This could so easily have been a tale of woe… Perhaps don’t read on if you are of a nervous disposition when it comes to knitting projects and reckless behaviour.
At the first in person yarn show that I attended, post-pandemic, I fell in love with some beautiful Wool Kitchen hand-dyed yarn. It’s a blue-faced Leicester DK yarn with a zip dyed pattern. I have spent months gazing at this beautiful yarn in my stash, and day dreaming about what it was to become.
Finally, last autumn, the perfect pattern presented itself – the Wearing Jumper (Ravelry link) from Donna Smith’s Langsoond collection.
I eagerly wound the yarn and cast on. Sleeves first, then the body.
I spent a couple of months knitting on this delightful bottom-up raglan sweater. It has a clever neck construction which creates a really wearable high-necked sweater. Perfect in all the cold weather we have been having of late.
As I knitted, there were some niggling doubts. Quiet voices in my head. I was getting the correct gauge for the pattern, but I wasn’t loving the fabric. It was a bit too loose and stretchy.
Why do I ignore those voices? My brain almost always warns me when something isn’t quite right with a project, but I have a horrible tendency to just ignore myself and plough on.
Once the knitting was complete, I soaked the sweater and laid it out to dry. I was so pleased to have finished a garment for myself. The first one in a long time! However the fabric was floppy, and as I feared, didn’t look too great as the gauge wasn’t particularly well-suited to this yarn. A large swatch could have told me this at the start of the project. Ahem…
Once it was dry I tried it on, and realised I was very unlikely to wear it in its current state. It was stretchy and floppy and felt saggy and baggy. Not what you generally want from a garment! As far as I could see, I had three options:
Gift the garment to someone else.

§ Recorded data
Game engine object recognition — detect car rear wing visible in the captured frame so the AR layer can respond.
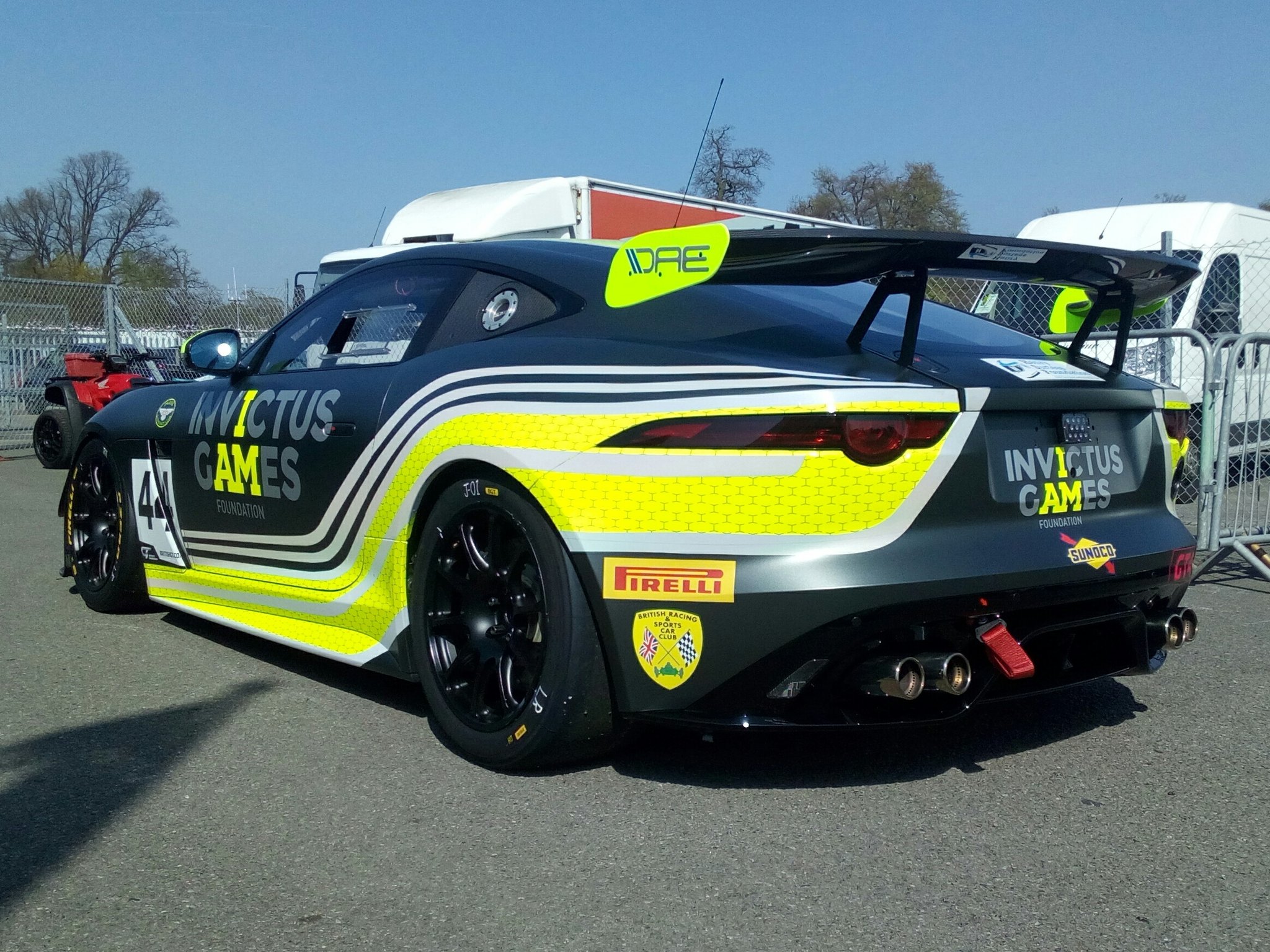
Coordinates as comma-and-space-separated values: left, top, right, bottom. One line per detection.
606, 224, 1199, 371
711, 229, 1199, 371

§ Task directions
In the knitting post's paragraph that begins "Once it was dry," list the words that describe the sweater after it dried. The lines above are separate material and unrelated to the knitting post.

§ Output for this exercise
stretchy, floppy, saggy, baggy